**** RECORDS SHOWN

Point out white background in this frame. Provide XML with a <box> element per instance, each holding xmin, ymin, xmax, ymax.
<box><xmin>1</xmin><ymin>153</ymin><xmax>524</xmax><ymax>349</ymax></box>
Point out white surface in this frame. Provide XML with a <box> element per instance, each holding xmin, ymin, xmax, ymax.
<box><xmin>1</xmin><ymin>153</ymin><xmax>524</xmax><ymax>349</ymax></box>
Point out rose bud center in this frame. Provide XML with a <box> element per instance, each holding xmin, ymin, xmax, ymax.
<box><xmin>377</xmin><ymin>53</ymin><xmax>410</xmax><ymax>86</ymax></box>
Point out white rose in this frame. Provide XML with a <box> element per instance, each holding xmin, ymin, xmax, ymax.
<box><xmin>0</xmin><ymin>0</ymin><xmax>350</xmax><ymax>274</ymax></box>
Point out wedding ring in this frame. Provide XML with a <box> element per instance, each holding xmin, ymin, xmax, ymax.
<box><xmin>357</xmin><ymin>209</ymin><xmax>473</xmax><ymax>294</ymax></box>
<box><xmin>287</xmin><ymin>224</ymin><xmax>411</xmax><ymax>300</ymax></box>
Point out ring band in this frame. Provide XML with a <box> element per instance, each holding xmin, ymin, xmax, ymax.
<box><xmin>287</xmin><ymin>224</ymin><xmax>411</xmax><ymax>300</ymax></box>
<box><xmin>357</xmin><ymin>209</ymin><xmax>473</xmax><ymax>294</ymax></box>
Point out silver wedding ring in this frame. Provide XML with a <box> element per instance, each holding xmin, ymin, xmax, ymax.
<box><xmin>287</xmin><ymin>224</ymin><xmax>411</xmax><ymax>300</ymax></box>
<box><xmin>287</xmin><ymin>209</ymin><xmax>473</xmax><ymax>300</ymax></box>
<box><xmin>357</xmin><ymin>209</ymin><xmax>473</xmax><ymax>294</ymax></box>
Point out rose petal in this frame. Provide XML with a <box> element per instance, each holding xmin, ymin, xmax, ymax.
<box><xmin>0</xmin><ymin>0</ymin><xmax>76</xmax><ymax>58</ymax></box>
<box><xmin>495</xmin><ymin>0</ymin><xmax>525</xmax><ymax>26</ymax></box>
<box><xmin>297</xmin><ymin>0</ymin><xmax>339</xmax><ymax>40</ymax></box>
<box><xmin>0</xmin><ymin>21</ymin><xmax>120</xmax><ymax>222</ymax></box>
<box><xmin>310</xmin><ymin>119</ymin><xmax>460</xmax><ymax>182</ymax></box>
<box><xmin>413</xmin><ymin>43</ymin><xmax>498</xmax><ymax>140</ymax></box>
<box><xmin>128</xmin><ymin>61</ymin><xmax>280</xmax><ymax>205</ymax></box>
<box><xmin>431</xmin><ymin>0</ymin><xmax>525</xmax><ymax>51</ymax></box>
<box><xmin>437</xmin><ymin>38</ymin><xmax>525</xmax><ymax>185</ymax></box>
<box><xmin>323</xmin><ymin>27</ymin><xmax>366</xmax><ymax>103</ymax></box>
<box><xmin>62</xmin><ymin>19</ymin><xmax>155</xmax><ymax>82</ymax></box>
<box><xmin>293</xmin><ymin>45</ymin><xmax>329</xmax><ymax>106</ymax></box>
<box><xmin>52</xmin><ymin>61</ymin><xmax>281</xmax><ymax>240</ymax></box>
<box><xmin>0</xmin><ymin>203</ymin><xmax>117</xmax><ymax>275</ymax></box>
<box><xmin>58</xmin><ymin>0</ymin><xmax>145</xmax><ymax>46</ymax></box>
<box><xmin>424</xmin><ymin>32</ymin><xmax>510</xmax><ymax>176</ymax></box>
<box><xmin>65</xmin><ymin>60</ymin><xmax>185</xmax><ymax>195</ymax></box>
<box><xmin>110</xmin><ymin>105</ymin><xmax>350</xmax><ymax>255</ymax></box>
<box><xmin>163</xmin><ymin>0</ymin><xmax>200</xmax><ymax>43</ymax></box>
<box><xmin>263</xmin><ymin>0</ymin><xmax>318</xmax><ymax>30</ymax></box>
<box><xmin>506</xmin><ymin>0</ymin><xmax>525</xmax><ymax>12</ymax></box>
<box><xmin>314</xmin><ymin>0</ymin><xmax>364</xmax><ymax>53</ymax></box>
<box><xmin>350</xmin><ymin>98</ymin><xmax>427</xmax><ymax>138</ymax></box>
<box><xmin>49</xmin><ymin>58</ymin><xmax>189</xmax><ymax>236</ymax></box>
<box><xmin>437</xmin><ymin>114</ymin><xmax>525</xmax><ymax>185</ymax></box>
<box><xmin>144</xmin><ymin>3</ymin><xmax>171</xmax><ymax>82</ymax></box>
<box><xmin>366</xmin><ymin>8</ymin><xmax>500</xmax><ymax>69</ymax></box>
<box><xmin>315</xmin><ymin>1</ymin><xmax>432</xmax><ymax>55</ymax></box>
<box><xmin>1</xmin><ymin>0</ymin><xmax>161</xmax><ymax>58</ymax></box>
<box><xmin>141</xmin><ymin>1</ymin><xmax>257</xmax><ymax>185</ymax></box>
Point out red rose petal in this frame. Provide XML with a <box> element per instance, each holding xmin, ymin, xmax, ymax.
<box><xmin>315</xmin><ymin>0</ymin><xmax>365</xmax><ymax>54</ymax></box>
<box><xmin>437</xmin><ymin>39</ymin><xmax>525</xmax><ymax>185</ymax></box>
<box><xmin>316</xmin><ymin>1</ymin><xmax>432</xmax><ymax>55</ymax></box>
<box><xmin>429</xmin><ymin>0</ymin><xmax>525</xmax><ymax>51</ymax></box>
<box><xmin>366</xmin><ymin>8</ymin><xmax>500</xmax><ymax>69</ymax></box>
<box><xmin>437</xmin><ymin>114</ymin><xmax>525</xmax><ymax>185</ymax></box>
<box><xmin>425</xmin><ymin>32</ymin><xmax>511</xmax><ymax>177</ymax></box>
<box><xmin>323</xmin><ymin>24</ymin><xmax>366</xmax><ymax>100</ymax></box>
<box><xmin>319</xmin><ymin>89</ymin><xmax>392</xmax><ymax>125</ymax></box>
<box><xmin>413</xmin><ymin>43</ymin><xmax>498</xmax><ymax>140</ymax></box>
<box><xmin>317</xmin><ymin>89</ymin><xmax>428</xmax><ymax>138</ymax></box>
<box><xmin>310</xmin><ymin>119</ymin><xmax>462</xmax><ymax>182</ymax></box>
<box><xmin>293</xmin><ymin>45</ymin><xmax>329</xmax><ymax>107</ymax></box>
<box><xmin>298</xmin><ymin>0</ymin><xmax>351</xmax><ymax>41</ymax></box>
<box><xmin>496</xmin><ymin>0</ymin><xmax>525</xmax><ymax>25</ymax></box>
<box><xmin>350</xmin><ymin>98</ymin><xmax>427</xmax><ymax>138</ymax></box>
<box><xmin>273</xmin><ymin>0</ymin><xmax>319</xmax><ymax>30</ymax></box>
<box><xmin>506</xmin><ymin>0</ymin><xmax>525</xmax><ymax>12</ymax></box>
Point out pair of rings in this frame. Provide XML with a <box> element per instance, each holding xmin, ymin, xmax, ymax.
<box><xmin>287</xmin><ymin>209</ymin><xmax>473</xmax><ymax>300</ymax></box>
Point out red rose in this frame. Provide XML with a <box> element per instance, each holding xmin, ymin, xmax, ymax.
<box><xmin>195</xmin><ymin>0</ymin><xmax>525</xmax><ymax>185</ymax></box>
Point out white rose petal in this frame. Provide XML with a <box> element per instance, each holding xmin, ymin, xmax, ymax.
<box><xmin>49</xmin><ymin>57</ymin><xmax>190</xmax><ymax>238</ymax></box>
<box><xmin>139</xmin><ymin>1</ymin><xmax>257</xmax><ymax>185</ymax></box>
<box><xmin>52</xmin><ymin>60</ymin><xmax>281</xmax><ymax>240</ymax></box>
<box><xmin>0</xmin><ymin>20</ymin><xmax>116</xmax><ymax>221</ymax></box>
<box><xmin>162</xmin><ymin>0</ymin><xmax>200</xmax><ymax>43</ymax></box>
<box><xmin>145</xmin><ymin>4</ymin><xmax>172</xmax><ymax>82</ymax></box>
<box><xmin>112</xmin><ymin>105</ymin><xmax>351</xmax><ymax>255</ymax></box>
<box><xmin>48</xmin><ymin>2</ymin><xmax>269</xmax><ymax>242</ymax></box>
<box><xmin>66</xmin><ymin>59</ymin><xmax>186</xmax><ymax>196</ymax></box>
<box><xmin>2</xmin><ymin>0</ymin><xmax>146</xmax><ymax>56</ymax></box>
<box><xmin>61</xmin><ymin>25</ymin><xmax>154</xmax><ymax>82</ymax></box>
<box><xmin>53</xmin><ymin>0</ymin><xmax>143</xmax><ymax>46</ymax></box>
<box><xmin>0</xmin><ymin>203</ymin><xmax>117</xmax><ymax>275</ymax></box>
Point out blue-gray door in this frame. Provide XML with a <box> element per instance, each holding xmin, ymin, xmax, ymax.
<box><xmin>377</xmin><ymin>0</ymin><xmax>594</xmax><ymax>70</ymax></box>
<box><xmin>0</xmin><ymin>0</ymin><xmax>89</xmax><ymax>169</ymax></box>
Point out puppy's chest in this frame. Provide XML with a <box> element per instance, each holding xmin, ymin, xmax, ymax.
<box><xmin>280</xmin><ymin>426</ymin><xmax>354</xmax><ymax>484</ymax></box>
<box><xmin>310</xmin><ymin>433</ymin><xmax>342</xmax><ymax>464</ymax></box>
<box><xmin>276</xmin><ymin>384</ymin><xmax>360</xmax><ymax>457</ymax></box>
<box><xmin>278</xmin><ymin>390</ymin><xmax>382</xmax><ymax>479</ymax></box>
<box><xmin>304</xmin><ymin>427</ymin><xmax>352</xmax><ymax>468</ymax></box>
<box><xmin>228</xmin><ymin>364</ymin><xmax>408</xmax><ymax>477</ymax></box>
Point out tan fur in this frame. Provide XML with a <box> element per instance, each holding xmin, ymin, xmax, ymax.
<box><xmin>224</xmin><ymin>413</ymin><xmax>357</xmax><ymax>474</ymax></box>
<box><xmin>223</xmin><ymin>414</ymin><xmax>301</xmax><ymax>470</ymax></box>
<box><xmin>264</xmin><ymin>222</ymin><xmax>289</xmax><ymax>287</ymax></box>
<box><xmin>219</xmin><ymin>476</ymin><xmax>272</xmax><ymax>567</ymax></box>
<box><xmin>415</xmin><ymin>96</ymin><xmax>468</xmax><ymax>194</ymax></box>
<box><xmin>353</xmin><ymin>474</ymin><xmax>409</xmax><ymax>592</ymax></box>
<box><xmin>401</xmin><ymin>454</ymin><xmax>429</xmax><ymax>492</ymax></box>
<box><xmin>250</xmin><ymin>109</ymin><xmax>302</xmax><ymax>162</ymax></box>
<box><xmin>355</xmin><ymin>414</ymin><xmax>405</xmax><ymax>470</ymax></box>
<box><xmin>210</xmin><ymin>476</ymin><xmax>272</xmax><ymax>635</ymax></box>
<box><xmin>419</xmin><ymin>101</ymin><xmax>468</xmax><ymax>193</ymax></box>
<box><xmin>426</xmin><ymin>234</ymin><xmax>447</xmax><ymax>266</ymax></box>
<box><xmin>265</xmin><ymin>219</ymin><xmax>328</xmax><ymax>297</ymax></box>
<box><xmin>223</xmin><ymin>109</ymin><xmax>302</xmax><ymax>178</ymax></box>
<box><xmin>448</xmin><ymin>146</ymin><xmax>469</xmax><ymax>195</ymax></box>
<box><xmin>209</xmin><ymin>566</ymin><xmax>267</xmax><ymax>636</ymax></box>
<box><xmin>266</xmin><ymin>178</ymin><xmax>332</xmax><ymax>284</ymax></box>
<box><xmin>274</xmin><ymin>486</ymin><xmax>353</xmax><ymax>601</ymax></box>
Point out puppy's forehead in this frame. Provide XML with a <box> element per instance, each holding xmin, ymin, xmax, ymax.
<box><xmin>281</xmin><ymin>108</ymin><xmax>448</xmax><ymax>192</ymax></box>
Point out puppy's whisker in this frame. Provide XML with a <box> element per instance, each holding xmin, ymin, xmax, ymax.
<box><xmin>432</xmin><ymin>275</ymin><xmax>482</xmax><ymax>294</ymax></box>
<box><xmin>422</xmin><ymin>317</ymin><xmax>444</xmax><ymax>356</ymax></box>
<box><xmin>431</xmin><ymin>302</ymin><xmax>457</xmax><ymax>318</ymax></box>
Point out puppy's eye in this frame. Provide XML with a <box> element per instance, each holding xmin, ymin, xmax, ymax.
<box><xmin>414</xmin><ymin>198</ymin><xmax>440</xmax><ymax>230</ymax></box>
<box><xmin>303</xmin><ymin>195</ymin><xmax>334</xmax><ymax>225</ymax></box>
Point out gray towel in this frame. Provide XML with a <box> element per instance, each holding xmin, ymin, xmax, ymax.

********

ACTIVITY :: A reply should hold exactly the lines from the one containing "Point out puppy's eye" through the end of the data above, nothing more.

SOLUTION TO THE EXERCISE ::
Point out puppy's eye in this frame. Provide XML with a <box> element per instance, each holding xmin, ymin, xmax, ymax.
<box><xmin>414</xmin><ymin>198</ymin><xmax>440</xmax><ymax>230</ymax></box>
<box><xmin>303</xmin><ymin>195</ymin><xmax>334</xmax><ymax>225</ymax></box>
Point out gray towel in this frame. Provide XML with a <box> element per instance, each holding xmin, ymin, xmax, ymax.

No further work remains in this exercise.